# Written request:
Rewrite the rows below as a JSON list of strings with one string per line, skipping blank lines, starting at the line containing "If there is any blue sky in" and continuing through the last line of the rows, both ends included.

[START OF Material provided]

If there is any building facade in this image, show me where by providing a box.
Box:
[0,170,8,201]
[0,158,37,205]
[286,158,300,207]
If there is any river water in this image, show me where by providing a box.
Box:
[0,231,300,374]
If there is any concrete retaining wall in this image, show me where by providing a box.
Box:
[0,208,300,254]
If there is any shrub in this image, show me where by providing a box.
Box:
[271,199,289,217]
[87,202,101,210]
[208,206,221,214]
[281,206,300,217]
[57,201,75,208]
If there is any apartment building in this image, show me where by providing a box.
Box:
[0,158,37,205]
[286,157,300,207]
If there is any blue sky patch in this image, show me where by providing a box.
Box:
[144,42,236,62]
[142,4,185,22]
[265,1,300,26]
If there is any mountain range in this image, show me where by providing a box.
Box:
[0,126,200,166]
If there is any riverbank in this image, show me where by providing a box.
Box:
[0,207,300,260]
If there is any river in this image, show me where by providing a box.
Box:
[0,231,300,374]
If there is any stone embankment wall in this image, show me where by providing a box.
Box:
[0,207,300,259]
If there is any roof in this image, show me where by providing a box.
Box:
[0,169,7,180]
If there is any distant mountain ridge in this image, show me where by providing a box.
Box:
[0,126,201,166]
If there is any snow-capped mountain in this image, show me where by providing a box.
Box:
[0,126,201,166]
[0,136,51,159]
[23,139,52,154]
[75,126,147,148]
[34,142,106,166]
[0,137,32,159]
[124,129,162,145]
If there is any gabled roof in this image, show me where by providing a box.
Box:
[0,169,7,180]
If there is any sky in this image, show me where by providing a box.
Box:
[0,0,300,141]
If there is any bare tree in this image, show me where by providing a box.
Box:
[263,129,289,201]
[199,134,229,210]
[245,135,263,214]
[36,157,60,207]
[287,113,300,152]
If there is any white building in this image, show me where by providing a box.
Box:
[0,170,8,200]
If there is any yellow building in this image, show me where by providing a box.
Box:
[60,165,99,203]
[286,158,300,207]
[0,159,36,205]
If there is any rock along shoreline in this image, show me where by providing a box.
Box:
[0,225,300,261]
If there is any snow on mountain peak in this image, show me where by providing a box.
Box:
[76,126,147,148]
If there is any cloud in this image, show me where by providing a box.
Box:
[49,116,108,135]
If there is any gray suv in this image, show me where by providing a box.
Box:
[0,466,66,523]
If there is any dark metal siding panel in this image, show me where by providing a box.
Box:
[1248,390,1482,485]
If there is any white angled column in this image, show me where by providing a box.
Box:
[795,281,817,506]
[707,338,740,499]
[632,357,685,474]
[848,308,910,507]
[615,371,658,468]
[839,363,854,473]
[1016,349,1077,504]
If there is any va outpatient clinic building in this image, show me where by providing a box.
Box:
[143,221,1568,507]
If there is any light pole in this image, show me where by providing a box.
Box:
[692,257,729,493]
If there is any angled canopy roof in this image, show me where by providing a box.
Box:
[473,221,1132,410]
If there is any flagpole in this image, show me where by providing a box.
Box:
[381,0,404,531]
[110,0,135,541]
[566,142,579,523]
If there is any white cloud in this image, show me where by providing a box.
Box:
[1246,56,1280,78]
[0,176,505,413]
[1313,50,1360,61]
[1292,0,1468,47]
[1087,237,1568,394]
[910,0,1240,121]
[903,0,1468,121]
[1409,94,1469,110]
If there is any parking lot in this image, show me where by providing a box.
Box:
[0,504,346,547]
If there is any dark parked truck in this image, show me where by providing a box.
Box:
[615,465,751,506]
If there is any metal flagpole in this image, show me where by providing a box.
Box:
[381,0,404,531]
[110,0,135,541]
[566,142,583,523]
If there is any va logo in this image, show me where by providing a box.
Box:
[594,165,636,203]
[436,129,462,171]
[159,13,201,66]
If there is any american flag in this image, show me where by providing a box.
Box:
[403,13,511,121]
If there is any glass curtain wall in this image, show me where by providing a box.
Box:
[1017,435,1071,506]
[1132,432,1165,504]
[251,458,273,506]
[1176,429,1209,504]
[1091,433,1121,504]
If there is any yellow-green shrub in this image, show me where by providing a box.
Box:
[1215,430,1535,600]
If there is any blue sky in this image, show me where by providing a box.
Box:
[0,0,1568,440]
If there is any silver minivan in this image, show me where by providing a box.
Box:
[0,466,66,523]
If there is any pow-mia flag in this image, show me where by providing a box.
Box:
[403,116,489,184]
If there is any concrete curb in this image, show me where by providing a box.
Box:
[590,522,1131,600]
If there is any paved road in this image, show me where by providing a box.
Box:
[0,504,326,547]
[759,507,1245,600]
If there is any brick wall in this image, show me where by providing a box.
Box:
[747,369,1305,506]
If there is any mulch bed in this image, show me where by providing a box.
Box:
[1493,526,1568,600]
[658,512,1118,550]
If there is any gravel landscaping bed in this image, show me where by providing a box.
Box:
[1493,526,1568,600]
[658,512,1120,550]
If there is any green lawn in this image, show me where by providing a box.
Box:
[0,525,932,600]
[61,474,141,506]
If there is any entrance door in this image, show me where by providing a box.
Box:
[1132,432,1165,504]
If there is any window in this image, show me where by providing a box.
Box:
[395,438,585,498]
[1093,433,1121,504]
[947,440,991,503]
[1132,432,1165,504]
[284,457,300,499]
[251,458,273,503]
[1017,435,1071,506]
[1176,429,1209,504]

[END OF Material provided]

# Result of the task:
[
  "If there is any blue sky in this image, show me where by providing a box.",
  "Box:",
  "[0,0,1568,440]",
  "If there is any silver minivan in this image, show me where by providing a box.",
  "Box:",
  "[0,466,66,523]",
  "If there is any pow-mia flag in this image, show me where by providing a box.",
  "Box:",
  "[403,116,489,184]",
  "If there is any concrete curb in this image, show me where by providing a box.",
  "Box:",
  "[590,522,1131,600]",
  "If there is any paved road in this image, show me where by providing a box.",
  "Box:",
  "[0,504,326,547]",
  "[759,507,1245,600]",
  "If there is any brick wall in this image, show me where by providing a box.",
  "Box:",
  "[747,369,1305,506]",
  "If there is any mulch bed in this image, show me where by providing a box.",
  "Box:",
  "[1493,526,1568,600]",
  "[658,512,1118,550]",
  "If there is any gravel landscaping bed in this image, show me where by providing a box.",
  "Box:",
  "[1493,526,1568,600]",
  "[658,512,1120,550]",
  "If there is any green lawn in this image, show me where by providing a box.",
  "Box:",
  "[0,525,932,600]",
  "[61,474,141,506]",
  "If there is any entrance door in this image, show me where by providing a box.",
  "Box:",
  "[1132,432,1165,504]",
  "If there is any window in this image, show me where by providing a box.",
  "Box:",
  "[395,438,585,498]",
  "[1093,433,1121,504]",
  "[947,440,991,503]",
  "[1132,432,1165,504]",
  "[284,457,300,499]",
  "[251,458,273,503]",
  "[1017,435,1071,506]",
  "[1176,429,1209,504]"
]